» **Problem description**: Give the lines below as a JSON list of strings, one string per line, without blank lines. Leave the picture out of your answer.

» **Records shown**:
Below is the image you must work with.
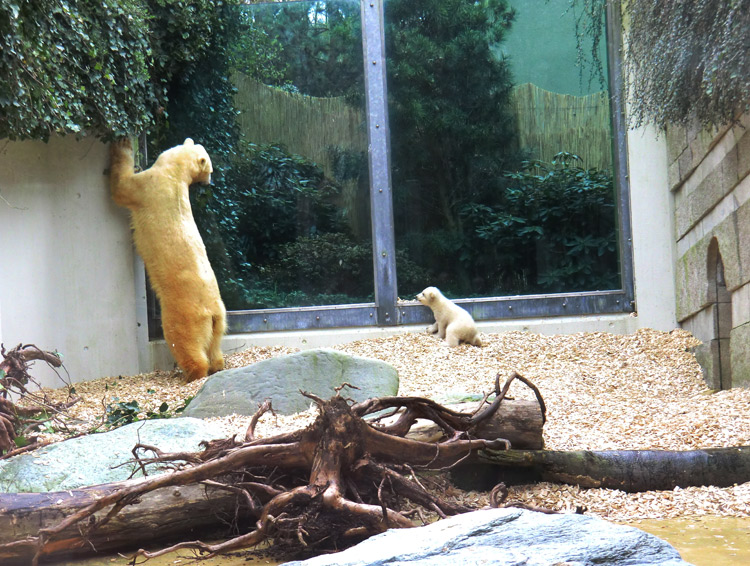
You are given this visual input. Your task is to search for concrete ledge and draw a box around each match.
[144,314,639,371]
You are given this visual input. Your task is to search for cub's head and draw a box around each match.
[417,287,440,307]
[182,138,214,185]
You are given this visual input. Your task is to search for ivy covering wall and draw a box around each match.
[0,0,232,140]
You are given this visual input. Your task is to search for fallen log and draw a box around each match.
[0,478,257,566]
[477,446,750,493]
[392,399,544,450]
[0,374,545,566]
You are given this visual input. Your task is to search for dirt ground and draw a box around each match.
[23,329,750,522]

» **Response**:
[
  "Below is the image you must work with.",
  "You are given this visual input. Your task is to search for concrete ledge and draw a box around each match.",
  "[144,314,639,371]",
  "You are given this visual input. Your task is to search for cub's head and draw a box around each match.",
  "[417,287,440,307]",
  "[182,138,214,185]",
  "You are given this visual input. Your task is to search for ivy covering wall and draw a box around each match.",
  "[0,0,232,140]",
  "You are given this visual input. Your task is to search for fallen log and draw a box around each match.",
  "[0,478,257,566]",
  "[477,446,750,493]",
  "[392,399,544,450]",
  "[0,374,545,566]",
  "You are given this visual input. Your task is to search for dirt ground and draw a box around each match.",
  "[23,329,750,522]"
]